__Material for the task__
+ + + + + + +
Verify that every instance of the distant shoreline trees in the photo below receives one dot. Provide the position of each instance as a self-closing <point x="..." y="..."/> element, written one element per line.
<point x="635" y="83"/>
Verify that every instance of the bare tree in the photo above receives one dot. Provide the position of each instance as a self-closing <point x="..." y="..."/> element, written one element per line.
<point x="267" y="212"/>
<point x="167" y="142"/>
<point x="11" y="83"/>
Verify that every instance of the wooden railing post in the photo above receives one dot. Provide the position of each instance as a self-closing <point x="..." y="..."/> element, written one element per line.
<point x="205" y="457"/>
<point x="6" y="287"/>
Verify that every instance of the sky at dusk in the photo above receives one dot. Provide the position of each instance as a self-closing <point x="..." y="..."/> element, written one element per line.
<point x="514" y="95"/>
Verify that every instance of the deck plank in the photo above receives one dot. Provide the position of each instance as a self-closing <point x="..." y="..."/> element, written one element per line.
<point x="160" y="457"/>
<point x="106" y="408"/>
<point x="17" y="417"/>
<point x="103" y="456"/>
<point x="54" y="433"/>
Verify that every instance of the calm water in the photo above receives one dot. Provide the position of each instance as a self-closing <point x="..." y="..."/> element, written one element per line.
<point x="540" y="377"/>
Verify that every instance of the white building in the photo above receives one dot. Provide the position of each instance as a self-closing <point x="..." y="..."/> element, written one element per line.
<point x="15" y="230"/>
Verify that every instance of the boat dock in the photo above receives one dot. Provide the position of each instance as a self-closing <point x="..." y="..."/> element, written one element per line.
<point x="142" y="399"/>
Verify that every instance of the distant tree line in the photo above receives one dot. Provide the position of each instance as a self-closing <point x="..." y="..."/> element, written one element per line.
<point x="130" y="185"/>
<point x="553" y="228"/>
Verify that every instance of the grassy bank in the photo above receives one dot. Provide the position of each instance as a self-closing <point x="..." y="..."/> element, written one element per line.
+ + + + + + +
Only the lines from the one containing "Verify that every instance of the bare" through the end of the entries above belong in the answer; repeat them exactly.

__Completed task__
Verify that every instance of the bare tree in the photo above receives one dot. Provide the position of each instance as a self-closing <point x="..." y="..."/> element, written one element per line.
<point x="267" y="212"/>
<point x="167" y="142"/>
<point x="11" y="83"/>
Verify that every instance of the wooden railing post in the photo above receives one dot. Provide the position of each instance as a self-closing <point x="..." y="..."/> element, written one element per line.
<point x="205" y="457"/>
<point x="6" y="287"/>
Verify that every instance of the sky at dusk in the photo above receives one dot. Provide the position of each instance as a self-closing <point x="..." y="..."/> element, written one element per line.
<point x="514" y="95"/>
Verify that every instance of the deck plank in the photo above receives one dot. Provide the position of each instance as a self-closing <point x="..." y="..."/> element, written one element per line.
<point x="160" y="457"/>
<point x="106" y="408"/>
<point x="17" y="417"/>
<point x="103" y="456"/>
<point x="54" y="433"/>
Verify that every instance of the calm water in the photo above receives one dot. Provide the position of each instance as a self-closing <point x="..." y="..."/> element, written one element per line.
<point x="540" y="377"/>
Verify that every instance of the white building in the photo above receives one dot. Provide the position of each instance as a self-closing <point x="..." y="..."/> element, written one element per line.
<point x="15" y="230"/>
Verify that every instance of the boat dock in the photo above receives one dot. Provide the position of each instance as a self-closing <point x="..." y="..."/> element, written one element per line.
<point x="142" y="399"/>
Verify that every instance of the distant tree line in the photo above receives one dot. Provide the position of each instance as a self-closing <point x="..." y="..."/> element, written one element per line.
<point x="130" y="185"/>
<point x="553" y="228"/>
Verify that every instance of the grassy bank in the photo above receives one dot. Provide the position of each instance as a self-closing <point x="..." y="..."/> element, written one element per line.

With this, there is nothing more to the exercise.